Data extracted from a collection:
● ● ● ● ● ● ●

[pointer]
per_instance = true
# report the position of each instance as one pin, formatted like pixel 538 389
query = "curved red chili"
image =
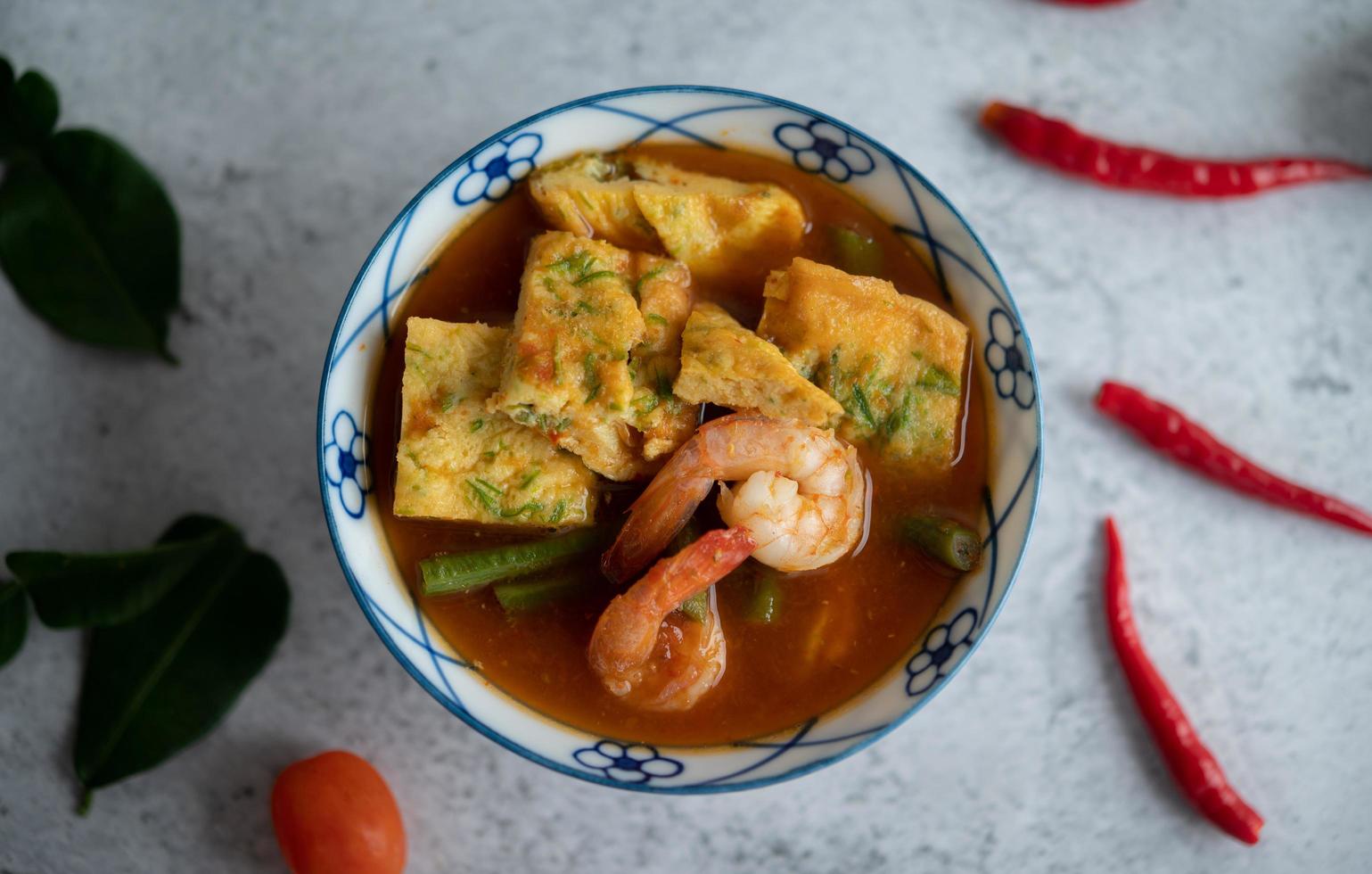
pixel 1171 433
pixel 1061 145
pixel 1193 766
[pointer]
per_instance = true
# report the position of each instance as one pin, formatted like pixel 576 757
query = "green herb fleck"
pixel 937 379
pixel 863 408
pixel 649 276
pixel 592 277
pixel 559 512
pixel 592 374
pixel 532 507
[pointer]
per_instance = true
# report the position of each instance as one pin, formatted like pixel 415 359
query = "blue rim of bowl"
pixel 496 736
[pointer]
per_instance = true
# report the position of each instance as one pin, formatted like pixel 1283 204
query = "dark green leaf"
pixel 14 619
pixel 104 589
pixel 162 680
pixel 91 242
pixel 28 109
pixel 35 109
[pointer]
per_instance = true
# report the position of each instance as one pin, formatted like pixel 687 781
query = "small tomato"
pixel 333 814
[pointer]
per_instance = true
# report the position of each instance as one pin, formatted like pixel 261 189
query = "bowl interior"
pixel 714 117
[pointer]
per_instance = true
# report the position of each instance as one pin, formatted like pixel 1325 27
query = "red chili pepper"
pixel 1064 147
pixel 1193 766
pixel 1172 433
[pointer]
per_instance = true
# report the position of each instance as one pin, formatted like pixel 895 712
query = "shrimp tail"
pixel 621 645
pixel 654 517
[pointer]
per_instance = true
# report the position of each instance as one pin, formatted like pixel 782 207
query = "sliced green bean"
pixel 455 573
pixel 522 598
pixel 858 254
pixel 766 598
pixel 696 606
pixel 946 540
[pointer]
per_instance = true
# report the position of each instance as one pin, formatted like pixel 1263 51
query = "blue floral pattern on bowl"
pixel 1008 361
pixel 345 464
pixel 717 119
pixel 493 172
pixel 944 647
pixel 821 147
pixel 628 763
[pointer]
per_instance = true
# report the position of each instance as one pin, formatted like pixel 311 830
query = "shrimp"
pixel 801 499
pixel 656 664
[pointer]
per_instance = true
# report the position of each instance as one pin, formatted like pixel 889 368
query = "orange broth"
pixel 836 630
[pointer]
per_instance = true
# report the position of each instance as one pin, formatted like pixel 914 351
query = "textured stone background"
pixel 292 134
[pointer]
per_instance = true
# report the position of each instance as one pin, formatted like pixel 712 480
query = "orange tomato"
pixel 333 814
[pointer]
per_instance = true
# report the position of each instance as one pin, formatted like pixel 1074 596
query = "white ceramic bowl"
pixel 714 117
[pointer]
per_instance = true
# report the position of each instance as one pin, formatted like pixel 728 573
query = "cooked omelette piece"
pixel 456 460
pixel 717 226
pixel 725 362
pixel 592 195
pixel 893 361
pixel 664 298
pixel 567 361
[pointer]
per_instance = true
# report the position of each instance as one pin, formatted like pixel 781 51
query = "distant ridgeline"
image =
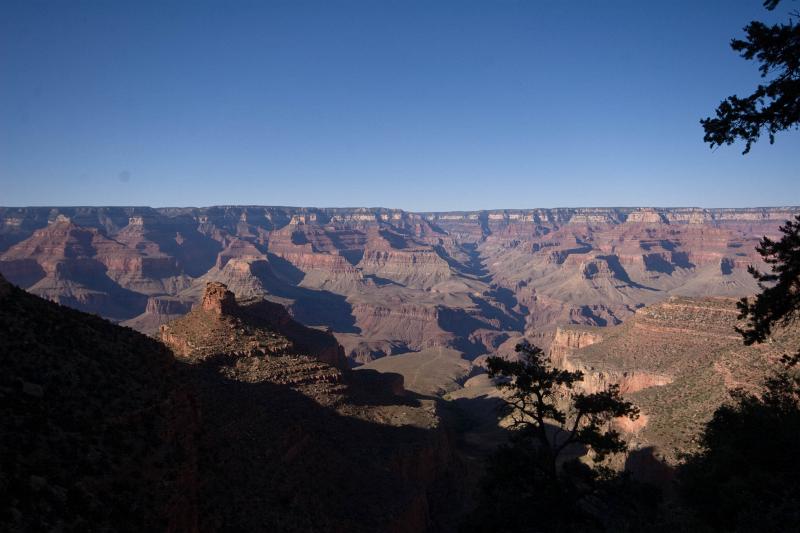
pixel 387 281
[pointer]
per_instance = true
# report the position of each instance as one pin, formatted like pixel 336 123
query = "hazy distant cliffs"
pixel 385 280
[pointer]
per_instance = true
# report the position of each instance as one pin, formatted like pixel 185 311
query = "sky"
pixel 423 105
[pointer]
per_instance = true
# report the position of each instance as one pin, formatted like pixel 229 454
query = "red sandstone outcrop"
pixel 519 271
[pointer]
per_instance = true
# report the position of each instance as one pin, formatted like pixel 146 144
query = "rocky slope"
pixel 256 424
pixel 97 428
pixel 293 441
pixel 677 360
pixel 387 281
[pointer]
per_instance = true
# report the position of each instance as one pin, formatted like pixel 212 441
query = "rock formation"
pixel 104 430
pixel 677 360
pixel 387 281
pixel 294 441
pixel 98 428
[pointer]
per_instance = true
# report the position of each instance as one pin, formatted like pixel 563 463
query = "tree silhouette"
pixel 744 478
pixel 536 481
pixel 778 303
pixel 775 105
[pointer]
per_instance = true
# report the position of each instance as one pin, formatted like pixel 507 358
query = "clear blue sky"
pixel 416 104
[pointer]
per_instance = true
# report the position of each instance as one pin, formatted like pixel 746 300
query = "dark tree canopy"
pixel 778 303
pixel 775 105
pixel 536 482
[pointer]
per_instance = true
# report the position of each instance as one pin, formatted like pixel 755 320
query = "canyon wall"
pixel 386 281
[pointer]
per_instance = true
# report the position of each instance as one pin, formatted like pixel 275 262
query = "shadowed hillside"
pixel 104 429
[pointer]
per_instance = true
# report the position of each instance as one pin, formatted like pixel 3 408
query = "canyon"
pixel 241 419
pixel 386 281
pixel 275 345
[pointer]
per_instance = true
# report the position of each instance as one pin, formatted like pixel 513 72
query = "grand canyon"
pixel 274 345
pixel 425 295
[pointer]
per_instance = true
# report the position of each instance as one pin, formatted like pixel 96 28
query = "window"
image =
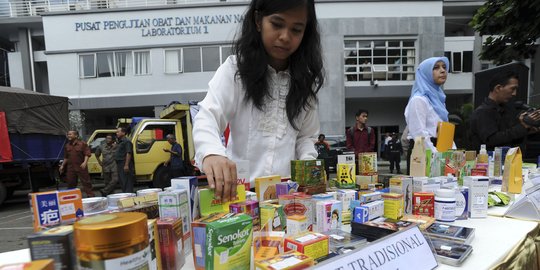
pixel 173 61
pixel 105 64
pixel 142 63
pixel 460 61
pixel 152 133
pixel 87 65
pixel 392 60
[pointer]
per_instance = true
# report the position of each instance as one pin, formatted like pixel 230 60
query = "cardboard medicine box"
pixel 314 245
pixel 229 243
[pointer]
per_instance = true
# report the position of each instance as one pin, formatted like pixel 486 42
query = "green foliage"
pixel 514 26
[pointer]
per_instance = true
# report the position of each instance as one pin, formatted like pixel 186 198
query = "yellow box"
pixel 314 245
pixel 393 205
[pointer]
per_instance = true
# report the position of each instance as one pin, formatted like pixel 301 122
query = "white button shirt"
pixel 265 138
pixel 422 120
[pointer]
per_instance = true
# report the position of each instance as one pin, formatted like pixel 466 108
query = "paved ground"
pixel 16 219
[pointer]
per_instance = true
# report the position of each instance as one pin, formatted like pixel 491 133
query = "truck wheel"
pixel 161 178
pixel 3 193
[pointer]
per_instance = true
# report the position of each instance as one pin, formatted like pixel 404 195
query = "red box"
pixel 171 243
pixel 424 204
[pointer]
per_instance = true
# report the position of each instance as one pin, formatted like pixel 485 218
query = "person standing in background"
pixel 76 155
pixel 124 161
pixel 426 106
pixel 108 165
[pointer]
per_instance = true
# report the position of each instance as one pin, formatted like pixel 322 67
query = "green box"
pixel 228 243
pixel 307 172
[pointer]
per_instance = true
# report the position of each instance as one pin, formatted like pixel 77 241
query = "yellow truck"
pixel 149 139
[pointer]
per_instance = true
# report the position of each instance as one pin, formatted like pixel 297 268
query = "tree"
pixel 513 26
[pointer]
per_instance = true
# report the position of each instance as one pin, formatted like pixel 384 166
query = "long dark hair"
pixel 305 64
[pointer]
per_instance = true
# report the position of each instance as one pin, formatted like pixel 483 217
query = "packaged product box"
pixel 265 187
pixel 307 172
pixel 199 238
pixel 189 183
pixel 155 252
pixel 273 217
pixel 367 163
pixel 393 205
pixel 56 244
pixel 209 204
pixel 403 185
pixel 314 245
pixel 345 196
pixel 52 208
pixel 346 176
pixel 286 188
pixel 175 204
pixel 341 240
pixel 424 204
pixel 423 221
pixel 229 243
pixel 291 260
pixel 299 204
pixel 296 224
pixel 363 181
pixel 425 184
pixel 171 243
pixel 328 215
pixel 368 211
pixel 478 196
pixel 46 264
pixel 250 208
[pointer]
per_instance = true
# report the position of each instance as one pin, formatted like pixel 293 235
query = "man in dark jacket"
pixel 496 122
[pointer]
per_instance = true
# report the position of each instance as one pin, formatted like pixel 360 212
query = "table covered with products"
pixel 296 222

● ● ● ● ● ● ●

▶ [Task objective]:
Write out the records above exactly as they appear, leaving out any pictures.

▶ [Written solution]:
[pointer]
per_instance = true
# report the position of each instance as one pin, formatted like pixel 538 389
query = "curved red chili"
image =
pixel 1171 433
pixel 1061 145
pixel 1193 766
[pointer]
per_instance = true
# report the position of each instance as one pin, formatted like pixel 576 757
query = "green herb fleck"
pixel 937 379
pixel 863 408
pixel 649 276
pixel 592 277
pixel 559 512
pixel 592 374
pixel 532 507
[pointer]
per_instance = true
# report the position of each instance as one pin, formatted like pixel 415 359
query = "blue rim of bowl"
pixel 496 736
[pointer]
per_instance = true
# report the position of each instance as one pin, formatted like pixel 1283 204
query = "dark green leaf"
pixel 14 619
pixel 104 589
pixel 162 680
pixel 91 242
pixel 28 109
pixel 35 109
[pointer]
per_instance = true
# report the position of each instance as one pin, formatted like pixel 687 781
query = "small tomato"
pixel 333 814
[pointer]
per_instance = true
# report the position of each instance as one pin, formatted like pixel 261 189
query = "bowl interior"
pixel 714 117
[pointer]
per_instance = true
# report the position of each instance as one pin, formatted like pixel 1325 27
query = "red chili pepper"
pixel 1064 147
pixel 1193 766
pixel 1172 433
[pointer]
per_instance = true
# report the position of each instance as one pin, formatted like pixel 895 712
query = "shrimp tail"
pixel 621 645
pixel 654 517
[pointer]
per_instance = true
# report the position of each instance as one pin, formatted like pixel 782 207
query = "sliced green bean"
pixel 455 573
pixel 522 598
pixel 858 254
pixel 766 598
pixel 696 606
pixel 946 540
[pointer]
per_instance = true
# report the position of each instance as one pin, formatted like pixel 1263 51
query = "blue floral pattern on bowl"
pixel 1008 361
pixel 345 464
pixel 717 119
pixel 493 172
pixel 944 647
pixel 821 147
pixel 628 763
[pointer]
per_instance = true
# report the position of each instance as one pin, formatted like pixel 311 830
query = "shrimp"
pixel 801 499
pixel 656 664
[pointer]
per_instance = true
# report the position of each instance as one pin, formatted like pixel 889 368
query = "orange broth"
pixel 836 630
[pointer]
per_instance = true
# report the position of each instance as one pin, formatted like pixel 914 351
query = "textured stone background"
pixel 292 134
[pointer]
per_instance = true
# report the position of each instance as one pin, formatted like pixel 712 480
query = "orange tomato"
pixel 333 814
[pointer]
per_instance = true
# report the position of each instance as one pin, formatted like pixel 1074 596
query = "white ceramic bowl"
pixel 714 117
[pointer]
per_instance = true
# report the position of each instance as one pin, formatted like pixel 728 573
query = "cooked omelette piece"
pixel 456 460
pixel 717 226
pixel 725 362
pixel 592 195
pixel 893 361
pixel 664 298
pixel 567 361
[pointer]
per_instance = true
# report the position of each instance as one pin, formatted like pixel 781 51
query = "distant ridgeline"
image =
pixel 387 281
[pointer]
per_instance = true
# report the position of each instance as one pin, formatted like pixel 336 123
query = "hazy distant cliffs"
pixel 385 280
[pointer]
per_instance = true
# report the position of each instance as one pin, formatted like pixel 185 311
query = "sky"
pixel 423 105
[pointer]
per_instance = true
# report the position of each instance as one pin, formatted like pixel 229 454
query = "red sandstone outcrop"
pixel 519 271
[pointer]
per_instance = true
# report the position of each instance as one pin, formatted like pixel 146 144
query = "rocky slope"
pixel 256 424
pixel 97 428
pixel 293 441
pixel 677 360
pixel 387 281
[pointer]
per_instance = true
# report the position of each instance as one pin, formatted like pixel 212 441
query = "rock formation"
pixel 104 430
pixel 677 360
pixel 387 281
pixel 294 441
pixel 98 428
[pointer]
per_instance = true
# report the position of each instance as one pin, formatted like pixel 563 463
query = "tree silhouette"
pixel 744 478
pixel 536 481
pixel 778 303
pixel 775 105
[pointer]
per_instance = true
# report the position of each instance as one pin, formatted like pixel 507 358
query = "clear blue sky"
pixel 416 104
[pointer]
per_instance = true
# report the position of each instance as one pin, formatted like pixel 746 300
query = "dark tree canopy"
pixel 778 303
pixel 775 105
pixel 536 482
[pointer]
per_instance = true
# report the position of each instance as one pin, formatted like pixel 755 320
query = "canyon wall"
pixel 386 281
[pointer]
per_instance = true
# report the position of each instance as one pin, formatted like pixel 275 262
query = "shadowed hillside"
pixel 104 429
[pointer]
per_instance = true
# report the position of each instance as one pin, formatted like pixel 3 408
query = "canyon"
pixel 241 419
pixel 386 281
pixel 275 345
[pointer]
per_instance = true
# report the position of each instance as one pin, formatted like pixel 513 72
query = "grand canyon"
pixel 274 345
pixel 425 295
[pointer]
per_instance = true
# report the position of each instance as one pin, formatted like pixel 96 28
query = "window"
image =
pixel 173 61
pixel 105 64
pixel 142 63
pixel 460 61
pixel 152 133
pixel 87 65
pixel 392 60
[pointer]
per_instance = true
# report the position of each instance as one pin, formatted like pixel 230 60
query = "cardboard medicine box"
pixel 314 245
pixel 229 243
[pointer]
per_instance = true
# report the position of each instance as one pin, formatted like pixel 486 42
query = "green foliage"
pixel 514 26
[pointer]
per_instance = true
# report the position of each instance as one pin, formatted like pixel 186 198
query = "yellow box"
pixel 314 245
pixel 393 205
[pointer]
per_instance = true
# report the position of each instance as one pin, formatted like pixel 301 122
query = "white button shirt"
pixel 265 138
pixel 422 120
[pointer]
per_instance = true
# report the position of each instance as one pin, formatted like pixel 466 108
query = "paved ground"
pixel 16 219
[pointer]
per_instance = true
# report the position of each instance as one pin, formatted like pixel 491 133
query = "truck wheel"
pixel 161 178
pixel 3 193
[pointer]
per_instance = true
# report the position of each instance as one pin, formatted like pixel 404 195
query = "red box"
pixel 171 243
pixel 424 204
[pointer]
per_instance = true
# report the position of each instance as one pin, formatted like pixel 485 218
query = "person standing in background"
pixel 76 155
pixel 124 161
pixel 426 106
pixel 108 165
[pointer]
per_instance = true
# report the position of each instance as one pin, formatted like pixel 322 67
query = "green box"
pixel 228 243
pixel 307 172
[pointer]
per_instance = true
# report the position of each instance as one pin, formatted like pixel 77 241
query = "yellow truck"
pixel 149 139
[pointer]
per_instance = true
# report the position of each instance as one pin, formatted like pixel 297 268
query = "tree"
pixel 513 26
[pointer]
per_instance = true
# report the position of each instance as one pin, formatted like pixel 384 166
query = "long dark hair"
pixel 305 64
[pointer]
per_instance = true
# report the position of each instance as one pin, formatted like pixel 483 217
query = "packaged product box"
pixel 265 187
pixel 307 172
pixel 199 238
pixel 189 183
pixel 155 252
pixel 273 217
pixel 367 163
pixel 393 205
pixel 56 244
pixel 209 204
pixel 403 185
pixel 314 245
pixel 345 196
pixel 52 208
pixel 346 176
pixel 286 188
pixel 175 204
pixel 341 240
pixel 424 204
pixel 423 221
pixel 229 243
pixel 291 260
pixel 299 204
pixel 296 224
pixel 363 181
pixel 425 184
pixel 171 243
pixel 328 215
pixel 368 211
pixel 478 196
pixel 46 264
pixel 250 208
[pointer]
per_instance = true
# report the position of each instance as one pin, formatted like pixel 293 235
query = "man in dark jacket"
pixel 496 122
[pointer]
per_instance = true
# report the position of each instance as one pin, formatted like pixel 360 212
query = "table covered with products"
pixel 296 222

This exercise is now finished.